* Task objective:
Every line from the one containing "TARGET = vehicle window" through the end of the data is to be copied exactly, and nothing outside that range.

'''

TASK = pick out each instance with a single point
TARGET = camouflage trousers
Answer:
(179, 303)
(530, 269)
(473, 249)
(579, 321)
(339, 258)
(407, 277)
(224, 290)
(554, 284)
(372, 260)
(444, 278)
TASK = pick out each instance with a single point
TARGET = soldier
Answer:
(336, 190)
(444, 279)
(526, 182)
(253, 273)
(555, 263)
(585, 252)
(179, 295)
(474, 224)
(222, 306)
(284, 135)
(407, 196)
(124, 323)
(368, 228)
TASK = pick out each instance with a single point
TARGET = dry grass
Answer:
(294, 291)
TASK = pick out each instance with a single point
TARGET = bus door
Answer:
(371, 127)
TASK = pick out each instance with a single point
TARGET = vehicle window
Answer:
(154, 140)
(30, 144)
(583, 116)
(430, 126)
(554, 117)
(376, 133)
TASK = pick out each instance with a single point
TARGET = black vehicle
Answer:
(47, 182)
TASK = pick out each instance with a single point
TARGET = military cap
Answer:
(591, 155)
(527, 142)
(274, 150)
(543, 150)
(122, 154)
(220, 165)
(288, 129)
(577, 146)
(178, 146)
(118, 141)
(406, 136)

'''

* Answer to this problem:
TARGET = vehicle window
Answer:
(154, 140)
(30, 144)
(583, 116)
(430, 126)
(554, 117)
(376, 133)
TASK = pick out each instance with a single point
TARGET = black vehicle
Answer:
(47, 182)
TASK = pick out each instance with a single point
TARGET = military cap
Answer:
(591, 155)
(527, 142)
(274, 150)
(543, 150)
(122, 154)
(220, 165)
(288, 129)
(577, 146)
(178, 146)
(118, 141)
(406, 136)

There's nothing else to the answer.